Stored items
Segment Open

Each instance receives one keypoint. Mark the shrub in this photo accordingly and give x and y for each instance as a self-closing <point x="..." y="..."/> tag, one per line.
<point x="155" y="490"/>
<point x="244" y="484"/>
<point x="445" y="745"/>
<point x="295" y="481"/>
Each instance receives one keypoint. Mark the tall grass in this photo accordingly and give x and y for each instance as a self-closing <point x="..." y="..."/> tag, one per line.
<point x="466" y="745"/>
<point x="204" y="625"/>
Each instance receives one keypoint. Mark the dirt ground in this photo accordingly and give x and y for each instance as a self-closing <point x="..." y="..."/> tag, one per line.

Segment Closed

WORK ITEM
Every entry should be reproduced exactly, with no part omitted.

RESPONSE TO THE TASK
Each instance receives one keypoint. Mark the shrub in this photo accordingly and give x and y for each instance as a self-closing <point x="..." y="..."/> tag, one per line.
<point x="155" y="490"/>
<point x="244" y="484"/>
<point x="445" y="745"/>
<point x="295" y="481"/>
Each instance receives one keypoint. Mark the tall grass in this photo accordingly and give x and y for each instance as a self-closing <point x="..." y="..."/> tag, one per line.
<point x="466" y="745"/>
<point x="204" y="625"/>
Each instance receives one keypoint. Mark the dirt ground in this photo accordingly and give x and y for each instance as a self-closing <point x="..." y="..."/> tag, one per line.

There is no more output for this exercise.